* [Data]
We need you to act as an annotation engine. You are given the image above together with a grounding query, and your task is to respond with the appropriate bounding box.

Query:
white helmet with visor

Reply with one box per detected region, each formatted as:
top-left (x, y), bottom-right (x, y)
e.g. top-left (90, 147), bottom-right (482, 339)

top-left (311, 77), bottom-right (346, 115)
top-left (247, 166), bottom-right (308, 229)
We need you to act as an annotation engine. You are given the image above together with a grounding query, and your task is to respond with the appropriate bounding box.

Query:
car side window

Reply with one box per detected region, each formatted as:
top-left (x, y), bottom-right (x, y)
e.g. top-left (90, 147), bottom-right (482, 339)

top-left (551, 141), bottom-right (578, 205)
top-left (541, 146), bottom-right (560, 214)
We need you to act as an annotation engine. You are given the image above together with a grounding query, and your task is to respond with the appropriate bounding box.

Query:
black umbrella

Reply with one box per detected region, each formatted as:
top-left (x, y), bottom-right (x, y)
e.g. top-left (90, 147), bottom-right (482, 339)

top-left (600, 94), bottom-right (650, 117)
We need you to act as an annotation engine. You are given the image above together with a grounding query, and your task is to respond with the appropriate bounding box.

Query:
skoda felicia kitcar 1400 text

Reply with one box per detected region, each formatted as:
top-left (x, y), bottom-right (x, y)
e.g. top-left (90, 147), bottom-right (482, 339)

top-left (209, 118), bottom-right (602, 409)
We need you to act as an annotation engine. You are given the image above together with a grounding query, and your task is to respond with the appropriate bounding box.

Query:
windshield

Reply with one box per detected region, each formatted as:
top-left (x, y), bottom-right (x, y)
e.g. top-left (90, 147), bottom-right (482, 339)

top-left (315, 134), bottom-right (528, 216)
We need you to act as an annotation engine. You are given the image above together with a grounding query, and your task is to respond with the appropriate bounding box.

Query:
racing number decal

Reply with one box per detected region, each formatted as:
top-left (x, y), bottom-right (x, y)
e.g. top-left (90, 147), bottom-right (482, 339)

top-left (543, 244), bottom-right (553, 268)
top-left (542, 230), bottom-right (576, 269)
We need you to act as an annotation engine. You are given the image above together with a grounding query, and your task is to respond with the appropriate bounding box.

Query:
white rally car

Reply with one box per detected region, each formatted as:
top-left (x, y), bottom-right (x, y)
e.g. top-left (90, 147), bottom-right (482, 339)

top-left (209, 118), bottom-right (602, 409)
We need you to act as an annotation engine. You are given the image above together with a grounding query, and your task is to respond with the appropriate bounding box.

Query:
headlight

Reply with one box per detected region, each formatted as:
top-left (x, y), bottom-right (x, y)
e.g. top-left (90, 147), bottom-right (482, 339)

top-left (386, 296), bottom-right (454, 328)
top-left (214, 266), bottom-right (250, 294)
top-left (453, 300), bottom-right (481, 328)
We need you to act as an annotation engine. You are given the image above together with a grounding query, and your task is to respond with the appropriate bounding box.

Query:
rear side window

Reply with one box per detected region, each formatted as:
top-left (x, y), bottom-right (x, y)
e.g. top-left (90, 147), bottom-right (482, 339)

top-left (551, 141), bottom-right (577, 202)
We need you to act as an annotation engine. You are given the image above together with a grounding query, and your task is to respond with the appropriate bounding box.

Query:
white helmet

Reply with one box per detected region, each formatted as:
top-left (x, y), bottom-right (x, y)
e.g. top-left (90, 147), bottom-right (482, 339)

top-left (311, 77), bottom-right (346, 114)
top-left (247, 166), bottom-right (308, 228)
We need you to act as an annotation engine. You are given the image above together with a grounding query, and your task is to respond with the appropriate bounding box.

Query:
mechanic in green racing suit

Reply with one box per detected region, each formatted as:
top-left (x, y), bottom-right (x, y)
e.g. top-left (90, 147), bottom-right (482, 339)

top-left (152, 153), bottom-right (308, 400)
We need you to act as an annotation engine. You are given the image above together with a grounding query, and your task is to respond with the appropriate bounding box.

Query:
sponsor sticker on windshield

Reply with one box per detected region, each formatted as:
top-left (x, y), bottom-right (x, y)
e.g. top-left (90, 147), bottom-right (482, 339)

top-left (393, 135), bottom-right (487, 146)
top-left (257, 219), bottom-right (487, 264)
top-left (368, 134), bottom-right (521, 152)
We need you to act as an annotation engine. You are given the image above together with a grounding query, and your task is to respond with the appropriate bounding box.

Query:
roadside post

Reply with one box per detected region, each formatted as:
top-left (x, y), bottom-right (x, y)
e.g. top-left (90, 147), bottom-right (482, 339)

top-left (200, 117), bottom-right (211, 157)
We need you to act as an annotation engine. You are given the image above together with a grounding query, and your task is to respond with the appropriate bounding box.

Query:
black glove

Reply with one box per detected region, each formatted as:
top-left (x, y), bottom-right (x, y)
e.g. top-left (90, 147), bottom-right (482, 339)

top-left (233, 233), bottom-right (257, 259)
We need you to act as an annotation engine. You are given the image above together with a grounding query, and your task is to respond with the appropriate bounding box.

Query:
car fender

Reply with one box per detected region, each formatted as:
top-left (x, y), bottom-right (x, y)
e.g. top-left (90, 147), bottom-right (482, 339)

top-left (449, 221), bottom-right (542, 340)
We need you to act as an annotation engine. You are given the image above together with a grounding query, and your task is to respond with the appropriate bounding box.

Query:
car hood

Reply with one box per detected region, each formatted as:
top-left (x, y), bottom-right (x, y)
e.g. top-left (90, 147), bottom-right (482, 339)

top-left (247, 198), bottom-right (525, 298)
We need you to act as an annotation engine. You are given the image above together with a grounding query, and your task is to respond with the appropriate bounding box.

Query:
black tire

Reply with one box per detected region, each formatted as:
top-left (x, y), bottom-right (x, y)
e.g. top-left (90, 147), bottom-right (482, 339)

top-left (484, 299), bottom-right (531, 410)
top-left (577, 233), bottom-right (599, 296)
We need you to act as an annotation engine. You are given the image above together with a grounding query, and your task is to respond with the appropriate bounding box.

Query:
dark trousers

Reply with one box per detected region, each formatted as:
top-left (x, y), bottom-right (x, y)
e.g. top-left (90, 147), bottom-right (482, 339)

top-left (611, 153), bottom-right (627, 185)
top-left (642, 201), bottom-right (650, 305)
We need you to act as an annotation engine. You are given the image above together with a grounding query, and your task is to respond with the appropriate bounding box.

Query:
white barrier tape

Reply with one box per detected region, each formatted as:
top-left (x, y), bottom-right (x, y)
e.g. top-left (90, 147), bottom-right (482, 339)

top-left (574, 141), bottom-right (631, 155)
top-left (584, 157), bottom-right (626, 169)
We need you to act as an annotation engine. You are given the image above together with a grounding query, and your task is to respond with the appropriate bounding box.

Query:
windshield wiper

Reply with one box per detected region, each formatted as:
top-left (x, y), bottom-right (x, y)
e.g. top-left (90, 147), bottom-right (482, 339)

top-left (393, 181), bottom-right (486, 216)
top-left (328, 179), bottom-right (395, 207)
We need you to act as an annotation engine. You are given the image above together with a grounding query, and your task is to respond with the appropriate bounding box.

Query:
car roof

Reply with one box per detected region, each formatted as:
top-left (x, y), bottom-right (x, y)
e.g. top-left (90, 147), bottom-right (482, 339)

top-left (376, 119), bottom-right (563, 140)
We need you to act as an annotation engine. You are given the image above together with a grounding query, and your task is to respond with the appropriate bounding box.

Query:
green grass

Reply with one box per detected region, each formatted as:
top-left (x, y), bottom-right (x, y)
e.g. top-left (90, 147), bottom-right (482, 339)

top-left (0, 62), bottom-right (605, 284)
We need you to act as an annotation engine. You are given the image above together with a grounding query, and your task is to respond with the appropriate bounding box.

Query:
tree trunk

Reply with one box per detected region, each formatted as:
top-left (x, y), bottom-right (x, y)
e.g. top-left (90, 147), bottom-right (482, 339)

* [Task to carry out]
The entries above, copied exactly, form the whole answer.

* [Output of the task]
We need you to act as an annotation engine. You are given the image above together with a grounding query, and your task is to respond with the appropriate bounding box.

Query:
white helmet with visor

Reply with one box per detected region, each formatted as:
top-left (x, y), bottom-right (x, y)
e.g. top-left (90, 147), bottom-right (482, 339)

top-left (311, 77), bottom-right (346, 115)
top-left (247, 166), bottom-right (308, 229)
We need you to act as an annotation engine. You are given the image above together with a grounding query, and your task is to respond with the appropriate bounding box.

Query:
car side window

Reply with one box per detected region, each formatted as:
top-left (x, y), bottom-right (x, y)
e.g. top-left (90, 147), bottom-right (482, 339)

top-left (551, 141), bottom-right (578, 205)
top-left (541, 146), bottom-right (560, 214)
We need you to act as an annotation engine. You are given the image above together with a grounding query, and your task is to respond with the appropriate bounding box.

Query:
black umbrella

Reply with one box per detected region, each formatted as:
top-left (x, y), bottom-right (x, y)
e.g. top-left (90, 147), bottom-right (482, 339)

top-left (600, 94), bottom-right (650, 117)
We need you to act as an annotation engine. You are given the image above together with a grounding query, and your task is to respond with the appropriate bounding box.

Query:
skoda felicia kitcar 1400 text

Reply with one box per detected region, each formatted as:
top-left (x, y), bottom-right (x, y)
e.g. top-left (90, 147), bottom-right (482, 339)

top-left (209, 118), bottom-right (602, 409)
We need you to act as an annotation engine. You are given the image above together with a grounding query, and your task is to respond with the appropriate bounding box.

Query:
windshield

Reply with one box per detected region, each formatted as:
top-left (x, y), bottom-right (x, y)
e.g. top-left (90, 147), bottom-right (482, 339)

top-left (315, 134), bottom-right (528, 216)
We need you to act as an annotation engine. You are given the image above together with a grounding query, and your task is to respond with the appropriate bounding box.

Query:
racing number decal

Reply with one box per detected region, each formatted as:
top-left (x, y), bottom-right (x, y)
e.g. top-left (90, 147), bottom-right (482, 339)

top-left (543, 244), bottom-right (553, 268)
top-left (542, 230), bottom-right (576, 269)
We need you to act as an annotation engine. You are given the image above together with a grounding query, and your task is to respond with the appropriate bounding box.

Query:
white rally car

Reply with one box per detected region, each formatted as:
top-left (x, y), bottom-right (x, y)
e.g. top-left (90, 147), bottom-right (482, 339)

top-left (209, 118), bottom-right (602, 409)
We need you to act as an annotation engine. You are given the image above together with a grounding query, and your task is to respond with the appropriate bounding box.

Query:
headlight

Reply with one box per detected region, each formatted as:
top-left (x, y), bottom-right (x, y)
e.g. top-left (90, 147), bottom-right (482, 339)

top-left (386, 296), bottom-right (454, 328)
top-left (214, 266), bottom-right (250, 294)
top-left (453, 300), bottom-right (481, 328)
We need you to act as an annotation engine. You are given the image above together with a grounding query, and your task is to respond with the appropriate bounding box.

Query:
rear side window

Reply with one box per detected region, each formatted as:
top-left (x, y), bottom-right (x, y)
e.g. top-left (90, 147), bottom-right (482, 339)

top-left (551, 141), bottom-right (577, 202)
We need you to act as an annotation engine. You are given the image above together with a grounding query, and your task is to respond with the appropriate bounding box.

Query:
white helmet

Reply with one box per detected region, each formatted as:
top-left (x, y), bottom-right (x, y)
e.g. top-left (90, 147), bottom-right (482, 339)

top-left (311, 77), bottom-right (346, 114)
top-left (247, 166), bottom-right (308, 228)
We need you to act as an annotation engine. You are given the image above together with a grounding query, and your task is to respond with the appropriate bounding box.

Query:
mechanic in green racing suit

Reply with one box per detected region, each formatted as:
top-left (x, y), bottom-right (x, y)
e.g. top-left (90, 147), bottom-right (482, 339)

top-left (152, 153), bottom-right (308, 400)
We need you to act as an annotation engine. You are given the image above together with a grounding query, and your task is to respond with the appropriate bounding box.

Query:
sponsor sticker on windshield

Reply with one box per detected region, each formatted as:
top-left (x, y), bottom-right (x, y)
e.g. top-left (90, 147), bottom-right (482, 339)

top-left (393, 135), bottom-right (487, 146)
top-left (257, 219), bottom-right (487, 264)
top-left (368, 134), bottom-right (521, 152)
We need you to act as an annotation engine. You are given the image above together with a grounding query, and your task is to respond with the appropriate bounding box.

Query:
roadside post

Reply with one box per detected region, each formatted as:
top-left (x, y), bottom-right (x, y)
e.g. top-left (90, 147), bottom-right (482, 339)

top-left (200, 117), bottom-right (211, 157)
We need you to act as an annotation engine. You are given the image above together with a grounding query, and your task is to respond with the appropriate bounding box.

Query:
black glove

Reply with one box per detected region, each formatted as:
top-left (x, y), bottom-right (x, y)
e.g. top-left (90, 147), bottom-right (482, 339)

top-left (233, 233), bottom-right (257, 259)
We need you to act as an annotation engine. You are given the image above together with a grounding query, and your task is to respond with the appropriate bounding box.

Query:
car fender

Reply with one box per detected region, each formatted as:
top-left (x, y), bottom-right (x, y)
e.g. top-left (90, 147), bottom-right (482, 339)

top-left (449, 221), bottom-right (542, 340)
We need you to act as an annotation engine. You are given the image above together with a grounding query, and your task is to respond with the appropriate bounding box.

Query:
car hood

Reply with one box per detected region, each formatted as:
top-left (x, y), bottom-right (x, y)
e.g. top-left (90, 147), bottom-right (482, 339)

top-left (247, 198), bottom-right (525, 298)
We need you to act as an annotation engine. You are given the image above together with a grounding query, and your task is to respond with the appropriate bounding box.

Query:
black tire

Reply with one box per detected region, each formatted as:
top-left (x, y), bottom-right (x, y)
e.g. top-left (90, 147), bottom-right (482, 339)

top-left (484, 299), bottom-right (531, 410)
top-left (577, 233), bottom-right (599, 296)
We need you to act as an annotation engine. You are given the image above together with a grounding query, and your task is to respond with the appropriate bounding box.

Query:
dark trousers

Reply with one box per detected region, each formatted as:
top-left (x, y), bottom-right (x, y)
e.g. top-left (90, 147), bottom-right (482, 339)

top-left (611, 153), bottom-right (627, 185)
top-left (642, 201), bottom-right (650, 305)
We need you to act as an annotation engine. You are given the image above together with a grounding query, and your task is to respond with the appropriate bounding box.

Query:
white barrier tape

Reply with one box per detected region, each formatted as:
top-left (x, y), bottom-right (x, y)
e.g. top-left (90, 147), bottom-right (482, 339)

top-left (574, 141), bottom-right (631, 155)
top-left (584, 157), bottom-right (626, 169)
We need you to act as an annotation engine. You are given the image above together with a grounding query, and your task is to respond with the appropriate bounding box.

Query:
windshield wiper

Reply with one box per detected region, each formatted as:
top-left (x, y), bottom-right (x, y)
e.g. top-left (90, 147), bottom-right (482, 339)

top-left (393, 181), bottom-right (486, 216)
top-left (328, 179), bottom-right (395, 207)
We need you to act as an annotation engine. You are given the image above together with a grounding query, and your task is to respond with the appropriate bounding box.

Query:
car roof

Reply with one box per detected region, each formatted as:
top-left (x, y), bottom-right (x, y)
e.g. top-left (90, 147), bottom-right (482, 339)

top-left (376, 119), bottom-right (563, 140)
We need you to act as an annotation engine. You are given the image above together with a grounding query, and your task is to respond with the appropriate bounding box.

Query:
green grass

Reply with one box per detected region, each formatted as:
top-left (x, y), bottom-right (x, y)
e.g. top-left (90, 147), bottom-right (482, 339)

top-left (0, 62), bottom-right (605, 284)
We need you to act as an annotation engine. You are given the image above together with a grounding query, and your task is to respond with the appropriate bounding box.

Query:
tree trunk

Reply with one box per detected region, each formatted as:
top-left (x, y), bottom-right (x, y)
e.g. top-left (90, 147), bottom-right (482, 339)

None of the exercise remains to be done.